Dans l’Egypte des années 80, un jeune garçon fait ce qu’on attend de lui, se conformant à des siècles de traditions inébranlables. Devenu médecin comme son père, il se marie avec son amour de jeunesse, projette de fonder une famille. Il passe le plus clair de son temps à soigner les autres, que ce soit à son cabinet de Dokki auprès de sa clientèle fortuné, ou parmi les plus démunis dans son dispensaire du Moqattam. Se dédie-t-il à ses patients pour mieux s’oublier lui-même ? La rencontre avec Ali va venir bouleverser l’équilibre instable qu’il s’est construit sur les attentes des autres. Libre par contrainte, détaché des contraintes sociales qui enchaînent Tarek, Ali le fascine, et l’amène à reconsidérer cette vie construite sur des non-choix, au point de l’amener à la détruire entièrement.

◆ Activité 1 ◆
D'après l'extrait sur Tarek, où se trouve le dispensaire où il soigne les plus démunis ?
◆ Activité 2 ◆
Poursuivez l'extrait sur Tarek à partir de sa dernière phrase.
Ce matériel est indépendant de l'extrait et sans rapport avec lui.

◆ Données disponibles ◆

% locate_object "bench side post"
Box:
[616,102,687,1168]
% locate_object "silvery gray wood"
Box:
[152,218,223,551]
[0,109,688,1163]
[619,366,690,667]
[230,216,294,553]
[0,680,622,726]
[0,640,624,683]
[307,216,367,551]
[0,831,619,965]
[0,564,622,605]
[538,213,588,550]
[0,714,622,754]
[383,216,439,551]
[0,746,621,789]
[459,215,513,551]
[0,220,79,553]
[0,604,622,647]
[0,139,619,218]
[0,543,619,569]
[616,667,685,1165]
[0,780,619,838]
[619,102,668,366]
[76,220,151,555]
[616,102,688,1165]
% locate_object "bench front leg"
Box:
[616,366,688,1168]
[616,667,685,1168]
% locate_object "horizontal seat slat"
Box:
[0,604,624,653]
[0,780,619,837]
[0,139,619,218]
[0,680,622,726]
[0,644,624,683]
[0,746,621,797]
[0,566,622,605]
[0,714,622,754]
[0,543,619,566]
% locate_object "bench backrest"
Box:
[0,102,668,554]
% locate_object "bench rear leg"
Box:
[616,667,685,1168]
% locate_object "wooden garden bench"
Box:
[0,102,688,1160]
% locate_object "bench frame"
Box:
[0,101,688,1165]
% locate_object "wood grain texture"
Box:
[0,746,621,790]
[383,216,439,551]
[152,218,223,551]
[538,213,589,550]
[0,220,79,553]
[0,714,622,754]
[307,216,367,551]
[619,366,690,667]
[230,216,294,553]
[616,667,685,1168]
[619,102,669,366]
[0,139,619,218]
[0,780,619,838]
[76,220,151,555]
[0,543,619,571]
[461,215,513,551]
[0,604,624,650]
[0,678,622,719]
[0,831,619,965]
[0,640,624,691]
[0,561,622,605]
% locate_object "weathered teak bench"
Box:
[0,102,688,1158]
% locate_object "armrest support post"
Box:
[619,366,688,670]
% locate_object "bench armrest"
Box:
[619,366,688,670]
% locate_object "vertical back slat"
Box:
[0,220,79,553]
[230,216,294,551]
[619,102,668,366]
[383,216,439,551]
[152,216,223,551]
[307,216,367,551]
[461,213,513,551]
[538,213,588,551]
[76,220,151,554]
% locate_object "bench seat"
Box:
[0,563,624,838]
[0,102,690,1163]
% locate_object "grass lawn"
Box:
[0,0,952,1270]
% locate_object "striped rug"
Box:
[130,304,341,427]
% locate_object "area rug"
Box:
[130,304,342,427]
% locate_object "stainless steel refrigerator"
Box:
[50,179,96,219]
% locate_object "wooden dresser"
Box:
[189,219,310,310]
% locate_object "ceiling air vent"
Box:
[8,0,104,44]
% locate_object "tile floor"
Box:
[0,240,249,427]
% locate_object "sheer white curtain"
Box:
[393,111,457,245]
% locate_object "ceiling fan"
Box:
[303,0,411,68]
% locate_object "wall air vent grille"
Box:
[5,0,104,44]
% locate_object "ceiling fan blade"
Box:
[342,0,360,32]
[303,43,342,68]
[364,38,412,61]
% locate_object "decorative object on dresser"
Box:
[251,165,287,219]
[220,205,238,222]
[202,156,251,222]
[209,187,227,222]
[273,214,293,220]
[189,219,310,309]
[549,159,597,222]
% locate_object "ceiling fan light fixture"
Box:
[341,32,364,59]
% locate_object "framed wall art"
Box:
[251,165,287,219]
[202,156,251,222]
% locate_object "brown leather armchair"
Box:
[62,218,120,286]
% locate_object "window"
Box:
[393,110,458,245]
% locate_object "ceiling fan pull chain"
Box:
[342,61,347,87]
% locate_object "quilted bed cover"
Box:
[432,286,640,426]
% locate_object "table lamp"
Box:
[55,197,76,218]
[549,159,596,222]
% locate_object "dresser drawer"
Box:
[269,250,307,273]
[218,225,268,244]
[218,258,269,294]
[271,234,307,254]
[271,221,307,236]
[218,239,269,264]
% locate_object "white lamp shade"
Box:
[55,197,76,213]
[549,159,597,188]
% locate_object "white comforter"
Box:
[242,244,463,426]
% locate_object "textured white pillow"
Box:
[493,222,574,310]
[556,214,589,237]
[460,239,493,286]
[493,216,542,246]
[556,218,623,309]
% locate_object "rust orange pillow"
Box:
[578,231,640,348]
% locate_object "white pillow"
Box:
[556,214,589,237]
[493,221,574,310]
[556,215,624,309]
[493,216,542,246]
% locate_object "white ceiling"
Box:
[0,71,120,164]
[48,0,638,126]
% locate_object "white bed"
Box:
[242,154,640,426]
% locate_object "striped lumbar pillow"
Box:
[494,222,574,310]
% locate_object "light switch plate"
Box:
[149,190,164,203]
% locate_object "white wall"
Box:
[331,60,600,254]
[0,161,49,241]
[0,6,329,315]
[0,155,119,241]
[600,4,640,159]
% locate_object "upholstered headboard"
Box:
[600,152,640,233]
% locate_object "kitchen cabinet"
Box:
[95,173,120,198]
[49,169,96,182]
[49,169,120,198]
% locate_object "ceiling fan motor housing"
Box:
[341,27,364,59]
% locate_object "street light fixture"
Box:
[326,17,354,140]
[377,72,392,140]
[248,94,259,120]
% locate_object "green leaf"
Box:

◆ Zone de réponse 1 ◆
Son dispensaire se trouve dans le Moqattam.

◆ Zone de réponse 2 ◆
Eric Chacour étonne par la virtuosité de sa plume dans ce premier roman magnifiquement écrit. Séparant son texte en plusieurs parties, il parvient à créer la surprise et harponner le lecteur jusqu’à la dernière page, sans que jamais l’intrigue ne tombe dans le domaine du convenu, de l’attendu. Il nous immerge dans les quartiers du Caire, nous fait découvrir ce qui se cache derrière les portes closes des foyers de différentes confessions, il nous montre l’envers du décor, les subtilités qui expliquent tout, les traditions qui légitiment les contraintes et le désaveu. S’attaquant à la question taboue de l’homosexualité, il souligne la violence d’une société intolérante où chacun doit se conformer à ce qui est attendu de lui, où l’honneur et la réputation prennent toute la place, surtout dans les communautés menacées par le regain nationaliste qui ne cesse de grandir depuis Nasser.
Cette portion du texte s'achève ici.